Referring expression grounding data
........
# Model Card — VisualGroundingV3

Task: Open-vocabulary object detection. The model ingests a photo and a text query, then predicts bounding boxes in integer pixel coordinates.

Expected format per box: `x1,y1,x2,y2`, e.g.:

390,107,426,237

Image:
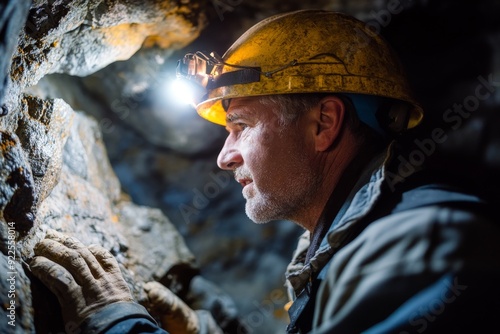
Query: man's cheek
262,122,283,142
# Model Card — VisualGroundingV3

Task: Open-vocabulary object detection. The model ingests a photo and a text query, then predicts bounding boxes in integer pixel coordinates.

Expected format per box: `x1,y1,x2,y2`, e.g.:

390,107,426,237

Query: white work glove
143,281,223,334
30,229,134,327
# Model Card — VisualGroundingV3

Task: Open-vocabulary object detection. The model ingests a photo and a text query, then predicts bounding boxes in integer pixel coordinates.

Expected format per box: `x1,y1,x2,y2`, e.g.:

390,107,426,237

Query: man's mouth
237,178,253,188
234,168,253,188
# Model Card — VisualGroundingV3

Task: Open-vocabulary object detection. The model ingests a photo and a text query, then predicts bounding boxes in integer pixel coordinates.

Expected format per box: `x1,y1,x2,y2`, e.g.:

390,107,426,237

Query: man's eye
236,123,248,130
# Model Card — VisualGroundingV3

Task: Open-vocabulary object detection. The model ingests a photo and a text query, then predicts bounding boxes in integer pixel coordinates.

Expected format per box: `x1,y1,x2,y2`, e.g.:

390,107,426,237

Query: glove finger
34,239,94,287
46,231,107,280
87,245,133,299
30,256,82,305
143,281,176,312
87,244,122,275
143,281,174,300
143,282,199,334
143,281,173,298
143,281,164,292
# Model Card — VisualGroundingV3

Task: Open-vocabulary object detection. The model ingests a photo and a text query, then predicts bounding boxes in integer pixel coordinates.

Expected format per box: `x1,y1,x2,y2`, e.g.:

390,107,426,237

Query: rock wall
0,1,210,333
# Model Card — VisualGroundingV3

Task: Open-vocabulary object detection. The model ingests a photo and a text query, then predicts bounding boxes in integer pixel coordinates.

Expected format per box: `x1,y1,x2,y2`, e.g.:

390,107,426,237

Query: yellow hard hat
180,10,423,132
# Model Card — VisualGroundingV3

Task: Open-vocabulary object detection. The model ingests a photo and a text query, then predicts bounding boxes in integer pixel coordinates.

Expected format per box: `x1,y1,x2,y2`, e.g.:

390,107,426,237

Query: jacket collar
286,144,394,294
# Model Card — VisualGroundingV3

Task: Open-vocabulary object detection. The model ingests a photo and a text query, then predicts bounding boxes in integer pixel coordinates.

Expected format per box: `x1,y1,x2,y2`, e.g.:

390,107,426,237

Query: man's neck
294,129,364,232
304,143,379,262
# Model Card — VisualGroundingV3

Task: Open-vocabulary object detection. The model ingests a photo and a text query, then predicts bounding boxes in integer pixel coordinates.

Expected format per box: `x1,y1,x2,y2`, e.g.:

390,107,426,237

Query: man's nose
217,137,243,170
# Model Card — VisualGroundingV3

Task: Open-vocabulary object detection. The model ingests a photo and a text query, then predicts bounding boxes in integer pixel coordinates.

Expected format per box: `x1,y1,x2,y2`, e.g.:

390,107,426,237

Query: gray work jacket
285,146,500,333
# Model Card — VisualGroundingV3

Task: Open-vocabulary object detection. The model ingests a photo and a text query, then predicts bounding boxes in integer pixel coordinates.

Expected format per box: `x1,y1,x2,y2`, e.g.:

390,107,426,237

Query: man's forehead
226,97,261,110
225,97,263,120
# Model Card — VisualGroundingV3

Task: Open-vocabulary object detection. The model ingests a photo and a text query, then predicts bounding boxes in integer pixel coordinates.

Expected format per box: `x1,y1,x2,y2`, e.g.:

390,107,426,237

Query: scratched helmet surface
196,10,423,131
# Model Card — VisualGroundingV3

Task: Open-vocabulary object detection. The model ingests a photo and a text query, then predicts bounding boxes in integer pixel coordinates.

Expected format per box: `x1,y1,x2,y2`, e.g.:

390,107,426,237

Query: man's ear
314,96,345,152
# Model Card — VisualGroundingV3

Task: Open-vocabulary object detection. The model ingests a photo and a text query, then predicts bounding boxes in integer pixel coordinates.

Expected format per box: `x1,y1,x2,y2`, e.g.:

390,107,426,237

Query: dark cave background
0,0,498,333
........
● **Work request**
Give every record again word for word, pictures excluded.

● **Task response**
# Model Card — VisualGroundingV3

Task: Open-vocabulary object detection. The model ingests a photo and a text query, then predicts bounding boxes in integer pixel coordinates.

Expected format per box: `x1,y1,x2,y2`, e.g.:

390,107,426,237

Image:
Query: man's cheek
262,122,283,142
# Model Card — VisualGroundingV3

Task: Open-vocabulary object detection. The model ingests a photo and a text query, then predicts bounding boxes in integer pixel coordinates.

Expected format per box: `x1,y1,x2,y2`, e.g.:

390,107,426,237

Query: white work glove
143,281,223,334
30,229,134,327
# Model Card — VisualGroundingV3

Task: Open-vocabulary object detection. The model ingests a photo and a text query, then predicts bounding boxes in integer pixel coordinates.

Expected format per box: `x1,y1,x2,y2`, e.g.:

390,107,426,237

Query: man's mouth
237,178,253,188
234,168,253,188
# Model Card — VisualGroundingV3

Task: Open-vocabulary object detection. The model ingests a photo and a text query, then predicts bounding boxes in integer pixel coordinates.

Expected format per box: `x1,y1,x2,y2`, e.g.:

390,107,426,237

Query: man's eye
236,123,248,130
# Model Card — VisualGroundingV3

Task: Open-vocabulary object detection. The model ingests a photo and a text query, then predicts bounding boxes in integer pixel coordinates.

Expected format per box: `x1,y1,x2,y2`, e.g.:

390,107,426,237

Query: glove finger
34,239,94,287
46,231,107,280
87,245,133,299
30,256,82,305
143,281,176,312
87,244,122,275
143,281,174,300
143,282,199,334
143,281,173,298
143,281,164,292
# Model Card — VisualGroundingV3

Task: Open-vocabulary object detection. The model ingests a photo and a text query, then predicts bounding boxes in integer pixel coordinates.

Expected format per box: `x1,y1,x2,y2`, e.g.:

390,107,426,237

Query: rock wall
0,1,210,333
# Model Card — VisualGroundingV3

Task: Open-vocabulary object detection. The model ingests a photo and a text query, then predicts bounding boxes in integer pixel coordinates.

Expected format per box: `x1,y1,x2,y2`, e.g.:

390,107,426,237

Query: yellow hard hat
180,10,423,132
# Model Card — VisualGroundingV3

Task: Open-vocabulary object detection. The model ingests a photo and a text query, then predicts bounding boxes in integer pixel coordinates.

Expected format per box: `x1,y1,x2,y2`, e.g.:

390,107,426,237

Query: jacket collar
286,144,394,294
# Model Card — VisualGroundingV3

Task: Open-vocabulary object detection. The model ingests a photo and a text query, then predicts bounding boxes in integer pixel coordinates.

Expected format per box: `x1,y1,x2,y2`, e.g.:

390,107,426,237

Query: man's neck
294,129,364,232
304,143,379,262
# Model Card — VisualGroundingV3

Task: Open-vocabulary object detection. The model ingests a photo and a text query, then predicts bounding boxes in integer pixel coordinates.

Expected format per box: `x1,y1,x2,y2`, e.g.:

390,107,426,237

Query: man's nose
217,137,243,170
# Model Card — VisualGroundingV3

Task: Open-vocabulary object detection. The model ingests a photo and a text query, then predicts bounding boxes in integer pixel coordinates.

Expected format per box: `x1,y1,x2,y2`, e.g.:

390,107,426,237

Query: gray work jacket
285,146,500,333
# Model Card — VisualGroundingV3

Task: Open-vocabulary object detection. The model ingests a photo and a text query, then predicts bounding boxes in integer pixel coordinates.

Expected format per box: `x1,y1,x2,y2`, e.g.:

390,107,426,237

Query: man's forehead
226,97,261,110
225,97,263,120
# Model Card — VisualGroundingV3

Task: Open-vocabulary object detection. The model ingests a photo and a text query, then predicts bounding boxes in integer pixel coordinates.

Expected format per box: `x1,y1,x2,y2`, e.g.:

390,107,426,237

Query: scratched helmet surface
196,10,423,131
# Model Card — VisualGroundingV3

Task: Open-vocabulary object detection. The model ingests a photo and a text query, then predicts bounding boxes in integer pixel coordinates.

Expected format per box: `x1,y1,x2,y2`, e.g.:

390,107,426,237

Query: man's ear
314,96,345,152
# Model Card — VisualGroundingV3

Task: Open-vocabulary object detection. The model ingests a photo and a text query, then predicts bounding boxes in integer pixel coordinates.

Expected format per box: `x1,y1,x2,y2`, e.g.:

390,107,426,237

Query: dark cave background
0,0,498,333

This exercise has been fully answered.